§ **Objective**
Pictures stay out of your copy, but everything else in the records below must be repeated exactly.

§ **Data in this exercise**
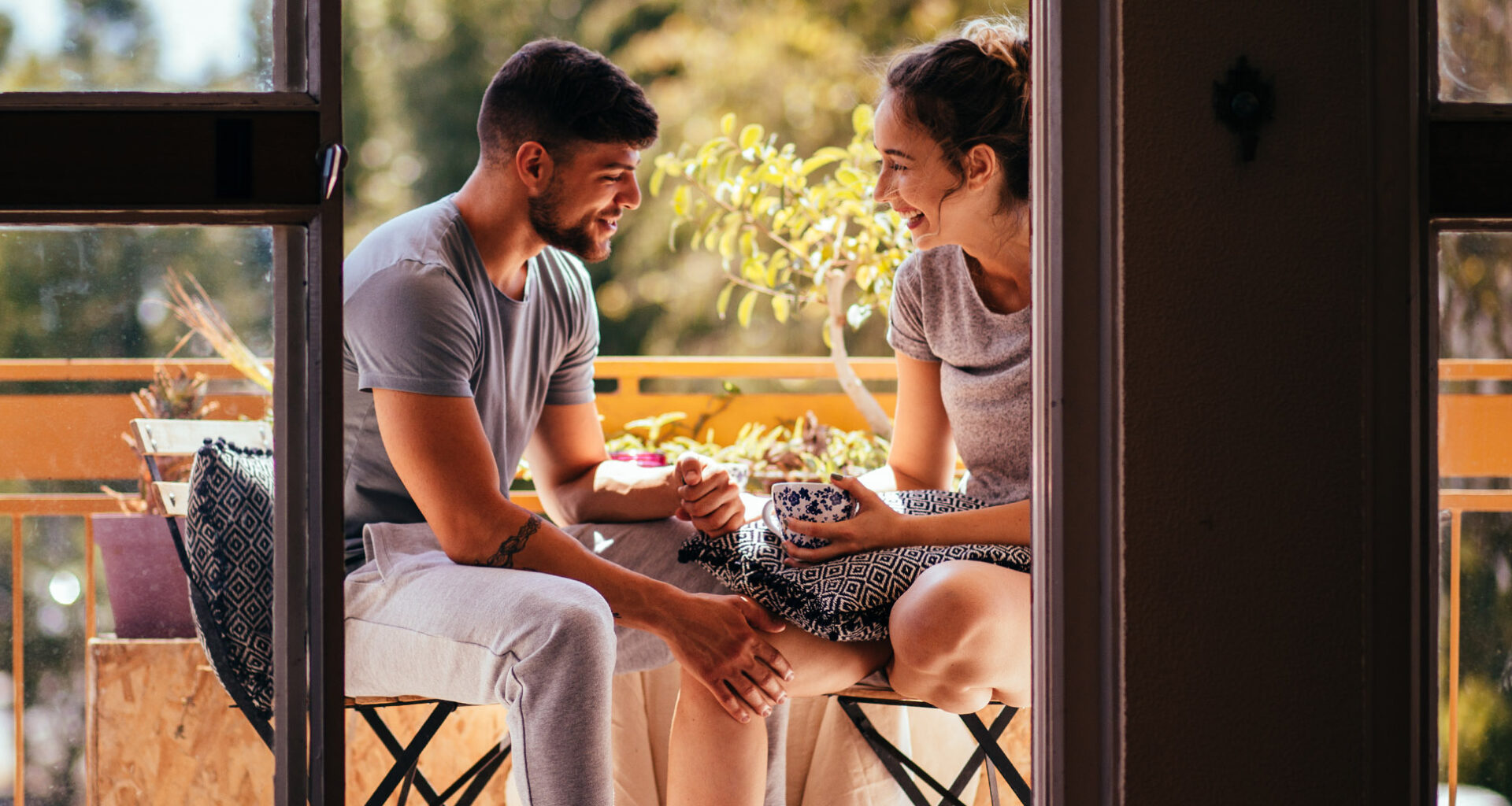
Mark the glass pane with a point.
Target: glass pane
(1476, 502)
(87, 321)
(67, 46)
(1474, 50)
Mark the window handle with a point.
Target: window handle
(333, 157)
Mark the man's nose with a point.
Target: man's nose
(631, 197)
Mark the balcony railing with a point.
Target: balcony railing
(73, 436)
(1474, 442)
(64, 422)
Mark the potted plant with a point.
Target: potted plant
(793, 230)
(149, 590)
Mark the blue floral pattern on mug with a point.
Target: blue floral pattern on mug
(813, 501)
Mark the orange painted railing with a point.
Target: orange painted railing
(1474, 441)
(73, 438)
(76, 438)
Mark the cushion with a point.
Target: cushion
(849, 597)
(230, 548)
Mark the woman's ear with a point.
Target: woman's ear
(534, 165)
(982, 167)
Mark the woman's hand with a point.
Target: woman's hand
(874, 527)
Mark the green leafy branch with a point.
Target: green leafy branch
(793, 230)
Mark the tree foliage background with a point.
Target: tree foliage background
(413, 75)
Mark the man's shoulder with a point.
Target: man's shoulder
(422, 242)
(563, 275)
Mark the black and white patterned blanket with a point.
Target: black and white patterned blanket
(849, 597)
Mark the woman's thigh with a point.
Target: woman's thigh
(965, 625)
(821, 666)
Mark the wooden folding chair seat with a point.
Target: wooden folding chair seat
(176, 439)
(899, 763)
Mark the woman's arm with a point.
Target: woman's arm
(923, 454)
(923, 457)
(879, 527)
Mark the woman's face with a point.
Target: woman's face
(915, 179)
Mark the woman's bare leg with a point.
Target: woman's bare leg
(961, 637)
(717, 761)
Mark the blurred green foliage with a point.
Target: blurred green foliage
(803, 451)
(416, 72)
(1474, 50)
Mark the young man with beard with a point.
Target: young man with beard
(469, 342)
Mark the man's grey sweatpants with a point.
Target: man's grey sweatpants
(545, 646)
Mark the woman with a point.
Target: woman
(953, 134)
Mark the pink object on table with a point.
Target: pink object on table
(644, 459)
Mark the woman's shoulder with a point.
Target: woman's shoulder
(941, 261)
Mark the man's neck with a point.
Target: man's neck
(496, 216)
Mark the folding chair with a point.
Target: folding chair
(158, 441)
(899, 764)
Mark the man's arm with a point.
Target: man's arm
(442, 456)
(580, 484)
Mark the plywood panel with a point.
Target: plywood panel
(161, 729)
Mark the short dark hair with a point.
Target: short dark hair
(973, 90)
(560, 94)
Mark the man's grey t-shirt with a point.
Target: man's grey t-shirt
(421, 315)
(984, 368)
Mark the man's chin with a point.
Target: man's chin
(595, 253)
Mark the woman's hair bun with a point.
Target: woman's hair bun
(1002, 38)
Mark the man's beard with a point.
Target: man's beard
(575, 238)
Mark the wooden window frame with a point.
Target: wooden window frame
(161, 159)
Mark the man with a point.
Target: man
(469, 342)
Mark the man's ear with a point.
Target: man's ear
(534, 165)
(982, 165)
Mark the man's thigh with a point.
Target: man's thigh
(419, 623)
(650, 548)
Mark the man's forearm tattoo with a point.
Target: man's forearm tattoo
(504, 558)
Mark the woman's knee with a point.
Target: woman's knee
(935, 619)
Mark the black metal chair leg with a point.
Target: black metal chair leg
(478, 768)
(895, 760)
(406, 758)
(409, 779)
(484, 776)
(997, 756)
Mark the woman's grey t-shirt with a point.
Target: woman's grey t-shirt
(984, 368)
(421, 315)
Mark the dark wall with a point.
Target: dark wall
(1245, 339)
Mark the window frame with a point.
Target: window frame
(307, 257)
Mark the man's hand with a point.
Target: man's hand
(714, 638)
(710, 497)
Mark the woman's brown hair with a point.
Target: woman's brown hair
(973, 90)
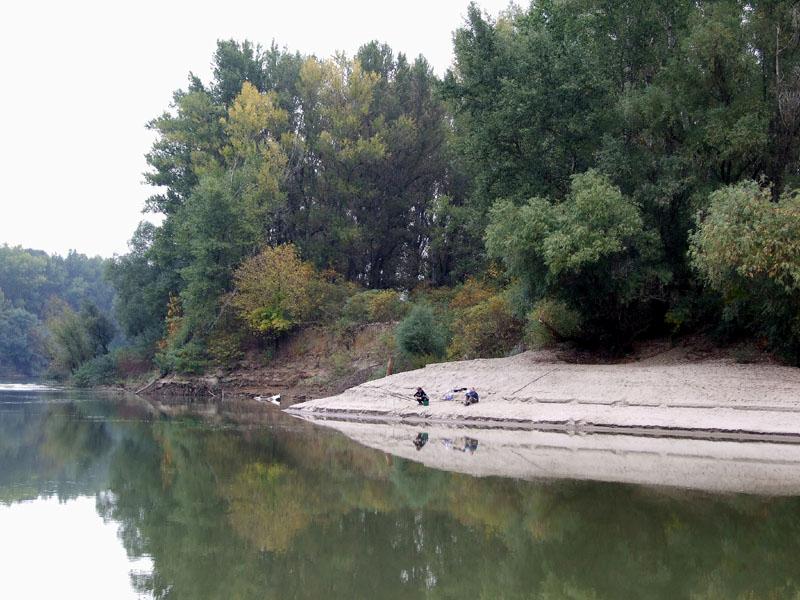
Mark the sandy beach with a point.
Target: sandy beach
(662, 395)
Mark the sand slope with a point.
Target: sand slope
(718, 466)
(715, 398)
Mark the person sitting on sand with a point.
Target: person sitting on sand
(420, 440)
(421, 397)
(451, 395)
(471, 397)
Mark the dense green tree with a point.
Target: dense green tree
(591, 251)
(747, 248)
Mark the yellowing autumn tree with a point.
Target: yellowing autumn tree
(276, 290)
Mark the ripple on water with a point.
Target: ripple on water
(26, 387)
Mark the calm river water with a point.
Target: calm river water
(100, 497)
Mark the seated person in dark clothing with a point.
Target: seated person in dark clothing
(471, 397)
(421, 397)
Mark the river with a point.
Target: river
(103, 497)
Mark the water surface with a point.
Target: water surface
(101, 496)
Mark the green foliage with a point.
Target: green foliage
(551, 321)
(76, 338)
(592, 252)
(422, 333)
(100, 370)
(32, 283)
(273, 291)
(747, 248)
(21, 341)
(376, 170)
(487, 329)
(190, 358)
(374, 306)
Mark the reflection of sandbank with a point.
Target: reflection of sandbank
(717, 466)
(26, 387)
(710, 399)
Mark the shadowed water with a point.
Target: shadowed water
(276, 508)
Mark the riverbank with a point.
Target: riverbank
(668, 394)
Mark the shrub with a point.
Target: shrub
(593, 248)
(470, 293)
(101, 370)
(421, 333)
(374, 306)
(747, 248)
(488, 329)
(190, 358)
(274, 290)
(551, 321)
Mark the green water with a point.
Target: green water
(196, 507)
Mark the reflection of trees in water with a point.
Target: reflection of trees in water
(275, 514)
(51, 449)
(294, 515)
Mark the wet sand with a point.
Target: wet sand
(716, 466)
(665, 395)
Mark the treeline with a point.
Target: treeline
(586, 171)
(55, 312)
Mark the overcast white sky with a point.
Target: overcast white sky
(81, 78)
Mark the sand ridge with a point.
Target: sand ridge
(534, 389)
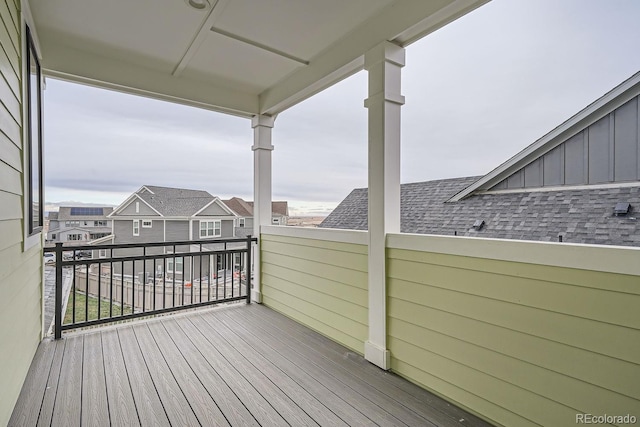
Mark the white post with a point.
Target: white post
(262, 148)
(384, 63)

§ **Result of the task**
Mark the glass pane with a point.
Target: glass pane
(1476, 502)
(87, 321)
(67, 46)
(1474, 50)
Mark the window handle with a point.
Target: window handle
(333, 157)
Mark the man's nose with a point.
Target: man's nose
(631, 197)
Mark the balcony railing with a point.
Target: balcony railing
(73, 436)
(1474, 442)
(64, 422)
Mark the potted plant with a point.
Target: potted plant
(793, 230)
(149, 590)
Mark the blue floral pattern on mug with a point.
Target: blue floral pattern on mug
(813, 501)
Mark the orange painted railing with a point.
Target: orange painted railing
(1474, 441)
(73, 438)
(76, 438)
Mark the cushion with a point.
Target: cushion
(849, 597)
(230, 548)
Mark the woman's ear with a point.
Target: woman's ear
(534, 165)
(982, 167)
Mark the woman's hand with a point.
Target: woman's hand
(874, 527)
Mark the green leafy branch with a point.
Target: green leafy branch
(793, 230)
Mark the tree foliage background with a point.
Target: tree foliage background
(413, 75)
Mark the man's shoulder with a point.
Target: man's shoulder
(422, 242)
(563, 275)
Mark the black and white patterned blanket with a point.
Target: black and white patterned blanket
(849, 597)
Mark the woman's thigh with a point.
Target: woman's thigh
(965, 625)
(821, 666)
Mark the wooden folding chair seat with a point.
Target: wooden folding chair seat
(176, 439)
(899, 763)
Mark the woman's arm with a point.
Target: woman's arm
(923, 454)
(923, 457)
(879, 527)
Mark the woman's face with a point.
Target: woman's face
(915, 179)
Mark the woman's bare leg with a point.
Target: woman's bare leg
(961, 637)
(717, 761)
Mark the blurred green foliage with a point.
Target: blurred green foliage
(803, 451)
(416, 72)
(1474, 50)
Mark the young man with beard with a point.
Target: young man with beard
(469, 342)
Mark the man's grey sweatpants with a point.
Target: man's grey sweatpants
(545, 646)
Mark the woman with a point.
Target: woman
(953, 134)
Mark the pink object on table with a point.
Target: pink object on table
(644, 459)
Mark the woman's shoulder with a point.
Target: woman's shoulder
(941, 261)
Mark the man's neck with a point.
Target: man's neck
(496, 216)
Mark the folding chair with a point.
Target: folding chair
(158, 441)
(899, 764)
Mark the man's arm with a point.
Target: man's arm
(442, 456)
(580, 484)
Mark the plywood panel with a point.
Target: plywood panel
(161, 729)
Mark the short dark hair with a point.
Target: short dark hair
(973, 90)
(560, 94)
Mark the man's grey t-shirt with a point.
Target: man's grey t-shirt
(421, 315)
(984, 368)
Mark the man's chin with a point.
Target: man's chin
(595, 253)
Mark the woman's hair bun with a point.
Target: woman's hair bun
(1002, 38)
Mark the man's beard with a point.
Target: man's beard
(575, 238)
Mark the wooden window frame with a point.
Target: wooden window frame
(161, 159)
Mark the man with a point.
Target: man
(469, 342)
Mark the man's ear with a point.
Target: man's ear
(534, 165)
(982, 165)
Mark the man's thigh with a point.
Target: man's thigh
(419, 623)
(650, 548)
Mark the man's forearm tattoo with a point.
Target: man's forearm tattoo
(504, 558)
Mark the woman's knee with a point.
Target: woman's knee
(935, 619)
Mark the black metal chair leg with a point.
Target: black metal chair leg
(478, 768)
(895, 760)
(406, 758)
(409, 779)
(484, 776)
(997, 756)
Mark the woman's grey t-shirt with a point.
Target: woman's grey t-shirt
(984, 368)
(421, 315)
Mark the dark wall with a point.
Target: dark wall
(1245, 339)
Mark the window frame with a point.
Target: window frame
(307, 257)
Mark the man's hand with a point.
Target: man's hand
(714, 638)
(710, 497)
Mark the woman's brown hair with a point.
Target: woman's brown hair
(973, 90)
Mark the sandy beach with a point.
Target: sandy beach
(662, 395)
Mark the sand slope with a point.
Target: sand slope
(718, 466)
(715, 398)
Mark the person sitting on sand with a point.
Target: person sitting on sand
(420, 440)
(421, 397)
(451, 395)
(471, 397)
Mark the dense green tree with a point.
Target: dense green tree
(591, 251)
(747, 248)
Mark the yellowing autumn tree with a point.
Target: yellowing autumn tree
(276, 290)
Mark the ripple on water with a point.
Target: ripple on water
(26, 387)
Mark the calm river water with a point.
Target: calm river water
(100, 497)
Mark the seated person in dark clothing with a point.
Target: seated person in dark clothing
(471, 397)
(421, 397)
Mark the river with a point.
Target: river
(103, 497)
Mark the water surface with a point.
Target: water surface
(101, 496)
Mark the green foliage with a point.
Target: green foliage
(551, 321)
(76, 338)
(592, 252)
(422, 333)
(100, 370)
(32, 283)
(273, 291)
(747, 248)
(21, 341)
(376, 170)
(487, 329)
(190, 358)
(374, 306)
Mark the reflection of sandbank with a point.
Target: reflection of sandbank
(717, 466)
(26, 387)
(710, 399)
Mark the shadowed water with a point.
Target: shadowed water
(276, 508)
Mark the riverbank with a point.
Target: riverbank
(668, 394)
Mark the shrub with a point.
Target: shrub
(593, 248)
(470, 293)
(101, 370)
(421, 333)
(374, 306)
(747, 248)
(488, 329)
(190, 358)
(274, 290)
(551, 321)
Mark the green water with a point.
Target: green water
(196, 507)
Mark the reflection of trees in water with a point.
Target: reflection of trees in water
(275, 514)
(51, 449)
(294, 515)
Mark the wet sand with a point.
Target: wet sand
(716, 466)
(665, 395)
Mark the treeline with a point.
Target: treeline
(586, 171)
(55, 312)
Mark the overcast white sky with a point.
Target: overcast white sky
(81, 78)
Mark the sand ridge with a point.
Target: sand ridge
(534, 389)
Mark the white post with a point.
Target: white post
(262, 148)
(384, 63)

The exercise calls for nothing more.